In 2010, record numbers of Americans are defaulting on their mortgages. For most of them, it is because they simply cannot afford the mortgage payments any longer. But for a growing number of Americans, the decision to stop paying on a mortgage is not because of financial hardship. Rather, after taking a hard look at the numbers, many Americans are simply deciding to walk away rather than continuing to make monthly payments on a home that has dramatically declined in value. It is called a "strategic default", and it is a phenomenon that is sweeping the nation. So why have strategic defaults increased so dramatically? Well, in some areas of the United States, homes are only worth about half of what they were going for at the height of the market. So what is the morally right thing to do in that situation? Should someone "honor the contract" that they signed and continue making payments no matter how hard it hurts, or is the morally right thing to stop making payments on the mortgage in order to put your family in a better financial position?
The truth is that the answers to these questions are not easy.
In the past year it is estimated that at least a million Americans who can afford to stay in their homes simply walked away.
Take a moment and think about that.
A million Americans that have simply walked away from their homes.
This is something that is absolutely unprecedented in American history.
In fact, 31 percent of all foreclosures in March were deemed to be "strategic defaults" by researchers at the University of Chicago and Northwestern University. That is up from just 22 percent in March 2009.
So the strategic default trend is accelerating.
And with more than 24% of all homes with mortgages in the United States underwater as of the end of 2009, it is likely that we are going to see a whole lot more strategic defaults.

* * *

#### YOUR GOAL:
Quote the passage above on strategic mortgage defaults in full, word for word.

#### PROVIDED MATERIAL:
* * *

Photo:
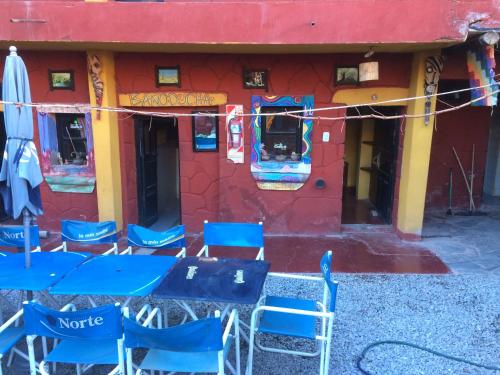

* * *

#### ANSWER TO THE PROBLEM:
In 2010, record numbers of Americans are defaulting on their mortgages. For most of them, it is because they simply cannot afford the mortgage payments any longer. But for a growing number of Americans, the decision to stop paying on a mortgage is not because of financial hardship. Rather, after taking a hard look at the numbers, many Americans are simply deciding to walk away rather than continuing to make monthly payments on a home that has dramatically declined in value. It is called a "strategic default", and it is a phenomenon that is sweeping the nation. So why have strategic defaults increased so dramatically? Well, in some areas of the United States, homes are only worth about half of what they were going for at the height of the market. So what is the morally right thing to do in that situation? Should someone "honor the contract" that they signed and continue making payments no matter how hard it hurts, or is the morally right thing to stop making payments on the mortgage in order to put your family in a better financial position?
The truth is that the answers to these questions are not easy.
In the past year it is estimated that at least a million Americans who can afford to stay in their homes simply walked away.
Take a moment and think about that.
A million Americans that have simply walked away from their homes.
This is something that is absolutely unprecedented in American history.
In fact, 31 percent of all foreclosures in March were deemed to be "strategic defaults" by researchers at the University of Chicago and Northwestern University. That is up from just 22 percent in March 2009.
So the strategic default trend is accelerating.
And with more than 24% of all homes with mortgages in the United States underwater as of the end of 2009, it is likely that we are going to see a whole lot more strategic defaults.